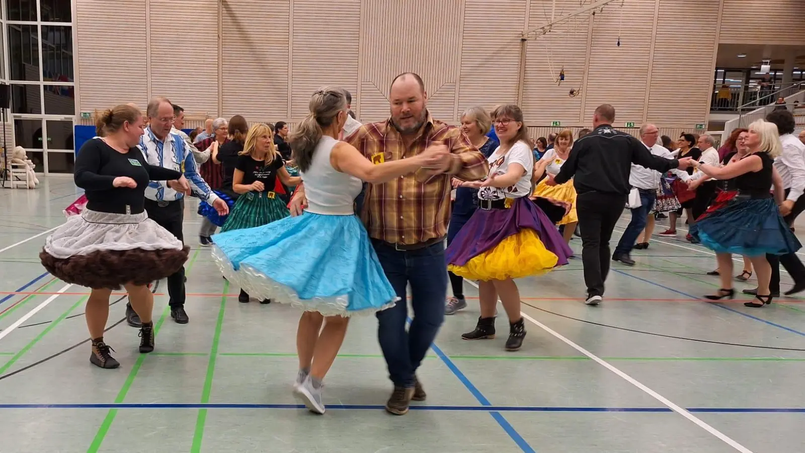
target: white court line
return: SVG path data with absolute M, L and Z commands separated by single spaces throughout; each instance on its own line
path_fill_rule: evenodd
M 60 225 L 59 226 L 61 226 L 61 225 Z M 8 250 L 8 249 L 10 249 L 11 247 L 17 247 L 18 245 L 19 245 L 21 243 L 25 243 L 30 241 L 31 239 L 35 239 L 36 238 L 41 236 L 42 235 L 47 235 L 47 233 L 50 233 L 51 231 L 52 231 L 53 230 L 56 230 L 59 226 L 54 226 L 54 227 L 51 228 L 50 230 L 47 230 L 47 231 L 42 231 L 39 235 L 35 235 L 31 236 L 30 238 L 28 238 L 27 239 L 23 239 L 23 240 L 19 241 L 19 243 L 13 243 L 13 244 L 11 244 L 11 245 L 10 245 L 8 247 L 3 247 L 3 248 L 0 248 L 0 253 L 2 253 L 3 251 L 6 251 L 6 250 Z
M 466 281 L 467 283 L 472 285 L 473 286 L 474 286 L 476 288 L 478 288 L 478 285 L 474 281 L 473 281 L 464 280 L 464 281 Z M 646 385 L 644 385 L 643 384 L 642 384 L 638 380 L 636 380 L 634 377 L 629 376 L 628 374 L 621 372 L 618 368 L 617 368 L 614 366 L 613 366 L 612 364 L 610 364 L 609 362 L 606 362 L 605 360 L 601 359 L 600 357 L 598 357 L 595 354 L 590 352 L 589 351 L 587 351 L 586 349 L 584 349 L 584 347 L 581 347 L 578 344 L 576 344 L 575 343 L 573 343 L 573 341 L 572 341 L 572 340 L 568 339 L 568 338 L 564 337 L 563 335 L 561 335 L 559 332 L 554 330 L 551 327 L 548 327 L 545 324 L 543 324 L 542 322 L 537 321 L 536 319 L 531 318 L 530 316 L 526 314 L 525 313 L 523 313 L 522 311 L 520 312 L 520 314 L 522 315 L 522 317 L 525 318 L 526 319 L 530 321 L 532 323 L 534 323 L 535 326 L 537 326 L 540 329 L 545 330 L 546 332 L 547 332 L 547 333 L 551 334 L 551 335 L 556 337 L 557 339 L 562 340 L 568 346 L 572 347 L 573 349 L 578 351 L 579 352 L 584 354 L 584 355 L 587 355 L 588 357 L 589 357 L 590 359 L 592 359 L 592 360 L 594 360 L 595 362 L 597 362 L 599 365 L 601 365 L 602 367 L 605 368 L 606 369 L 611 371 L 612 372 L 615 373 L 616 375 L 617 375 L 618 376 L 620 376 L 621 378 L 622 378 L 623 380 L 625 380 L 626 382 L 631 384 L 632 385 L 634 385 L 638 389 L 640 389 L 641 390 L 642 390 L 643 392 L 645 392 L 646 393 L 647 393 L 652 398 L 654 398 L 654 399 L 658 401 L 659 402 L 663 403 L 663 405 L 665 405 L 668 409 L 673 410 L 674 412 L 679 414 L 679 415 L 684 417 L 685 418 L 687 418 L 691 422 L 693 422 L 694 423 L 696 423 L 696 425 L 698 425 L 699 427 L 702 428 L 703 430 L 704 430 L 705 431 L 710 433 L 711 434 L 716 436 L 716 438 L 718 438 L 719 439 L 720 439 L 721 441 L 723 441 L 727 445 L 732 447 L 733 448 L 737 450 L 738 451 L 741 451 L 741 453 L 753 453 L 751 450 L 749 450 L 749 448 L 746 448 L 743 445 L 741 445 L 740 443 L 738 443 L 737 442 L 736 442 L 735 440 L 733 440 L 732 438 L 727 436 L 726 434 L 724 434 L 721 431 L 716 430 L 716 428 L 713 428 L 710 425 L 708 425 L 707 422 L 705 422 L 704 420 L 699 418 L 696 415 L 693 415 L 690 412 L 687 412 L 683 408 L 679 407 L 679 405 L 677 405 L 676 404 L 675 404 L 673 401 L 671 401 L 668 398 L 666 398 L 663 395 L 660 395 L 657 392 L 654 392 L 651 389 L 649 389 L 648 387 L 646 387 Z
M 36 307 L 35 307 L 34 310 L 32 310 L 29 311 L 28 313 L 25 314 L 25 316 L 20 318 L 14 324 L 11 324 L 6 330 L 4 330 L 3 331 L 0 332 L 0 339 L 2 339 L 3 337 L 5 337 L 6 335 L 10 334 L 12 331 L 14 331 L 14 329 L 16 329 L 17 327 L 19 327 L 23 322 L 25 322 L 29 318 L 31 318 L 31 316 L 36 314 L 40 310 L 42 310 L 42 309 L 45 308 L 46 306 L 47 306 L 47 304 L 52 302 L 53 299 L 56 299 L 56 297 L 58 297 L 59 296 L 60 296 L 62 293 L 64 293 L 64 292 L 67 291 L 68 289 L 69 289 L 71 286 L 72 286 L 72 283 L 68 283 L 68 284 L 65 285 L 61 289 L 56 291 L 56 294 L 53 294 L 50 297 L 47 297 L 47 299 L 45 299 L 45 301 L 43 301 L 41 304 L 36 305 Z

> [GOAL OF THE EXERCISE]:
Copy every line of the records above word for word, leaving out the pictures.

> [TASK ANSWER]:
target: white court line
return: SVG path data with absolute M, L and Z commands separated by single spaces throughout; each instance on its own line
path_fill_rule: evenodd
M 60 225 L 59 226 L 61 226 L 61 225 Z M 8 250 L 8 249 L 10 249 L 11 247 L 17 247 L 18 245 L 19 245 L 21 243 L 25 243 L 30 241 L 31 239 L 35 239 L 36 238 L 41 236 L 42 235 L 47 235 L 47 233 L 50 233 L 51 231 L 52 231 L 53 230 L 56 230 L 59 226 L 54 226 L 54 227 L 51 228 L 50 230 L 47 230 L 47 231 L 42 231 L 39 235 L 35 235 L 31 236 L 30 238 L 28 238 L 27 239 L 23 239 L 23 240 L 19 241 L 19 243 L 13 243 L 13 244 L 11 244 L 11 245 L 10 245 L 8 247 L 3 247 L 3 248 L 0 248 L 0 253 L 2 253 L 3 251 L 6 251 L 6 250 Z
M 466 281 L 467 283 L 472 285 L 473 286 L 474 286 L 476 288 L 478 288 L 478 285 L 474 281 L 473 281 L 464 280 L 464 281 Z M 646 385 L 644 385 L 643 384 L 642 384 L 638 380 L 636 380 L 634 377 L 629 376 L 628 374 L 621 372 L 618 368 L 617 368 L 614 366 L 613 366 L 612 364 L 610 364 L 609 362 L 606 362 L 605 360 L 601 359 L 600 357 L 598 357 L 595 354 L 590 352 L 589 351 L 587 351 L 586 349 L 584 349 L 584 347 L 581 347 L 578 344 L 576 344 L 575 343 L 573 343 L 573 341 L 572 341 L 572 340 L 568 339 L 568 338 L 564 337 L 563 335 L 561 335 L 559 332 L 554 330 L 551 327 L 548 327 L 545 324 L 543 324 L 542 322 L 537 321 L 536 319 L 531 318 L 530 316 L 526 314 L 525 313 L 523 313 L 522 311 L 520 312 L 520 314 L 522 315 L 522 317 L 525 318 L 526 319 L 530 321 L 532 323 L 534 323 L 535 326 L 537 326 L 540 329 L 545 330 L 546 332 L 547 332 L 547 333 L 551 334 L 551 335 L 556 337 L 557 339 L 562 340 L 568 346 L 572 347 L 573 349 L 578 351 L 579 352 L 584 354 L 584 355 L 587 355 L 588 357 L 589 357 L 590 359 L 592 359 L 592 360 L 594 360 L 595 362 L 597 362 L 599 365 L 601 365 L 602 367 L 605 368 L 606 369 L 611 371 L 612 372 L 615 373 L 616 375 L 617 375 L 618 376 L 620 376 L 621 378 L 622 378 L 623 380 L 625 380 L 626 382 L 631 384 L 632 385 L 634 385 L 638 389 L 640 389 L 641 390 L 642 390 L 643 392 L 645 392 L 646 393 L 647 393 L 652 398 L 654 398 L 654 399 L 658 401 L 659 402 L 663 403 L 663 405 L 665 405 L 668 409 L 673 410 L 674 412 L 679 414 L 679 415 L 684 417 L 685 418 L 687 418 L 691 422 L 693 422 L 694 423 L 696 423 L 696 425 L 698 425 L 699 427 L 702 428 L 703 430 L 704 430 L 705 431 L 710 433 L 711 434 L 716 436 L 716 438 L 718 438 L 719 439 L 720 439 L 721 441 L 723 441 L 727 445 L 732 447 L 733 448 L 737 450 L 738 451 L 741 451 L 741 453 L 753 453 L 751 450 L 749 450 L 749 448 L 746 448 L 743 445 L 741 445 L 740 443 L 738 443 L 737 442 L 736 442 L 735 440 L 733 440 L 732 438 L 727 436 L 726 434 L 724 434 L 721 431 L 716 430 L 716 428 L 713 428 L 710 425 L 708 425 L 707 422 L 705 422 L 704 420 L 699 418 L 696 415 L 693 415 L 690 412 L 687 412 L 683 408 L 679 407 L 679 405 L 677 405 L 676 404 L 675 404 L 673 401 L 671 401 L 668 398 L 666 398 L 663 395 L 660 395 L 657 392 L 654 392 L 651 389 L 649 389 L 648 387 L 646 387 Z
M 36 307 L 35 307 L 34 310 L 32 310 L 29 311 L 28 313 L 25 314 L 25 316 L 20 318 L 14 324 L 11 324 L 6 330 L 4 330 L 3 331 L 0 332 L 0 339 L 2 339 L 3 337 L 5 337 L 6 335 L 10 334 L 12 331 L 14 331 L 14 329 L 16 329 L 17 327 L 19 327 L 23 322 L 25 322 L 29 318 L 31 318 L 31 316 L 36 314 L 40 310 L 42 310 L 42 309 L 45 308 L 46 306 L 47 306 L 47 304 L 52 302 L 53 299 L 56 299 L 56 297 L 58 297 L 59 296 L 60 296 L 62 293 L 64 293 L 64 292 L 67 291 L 68 289 L 69 289 L 71 286 L 72 286 L 72 283 L 68 283 L 68 284 L 65 285 L 61 289 L 56 291 L 56 294 L 53 294 L 50 297 L 47 297 L 47 299 L 45 299 L 45 301 L 43 301 L 41 304 L 36 305 Z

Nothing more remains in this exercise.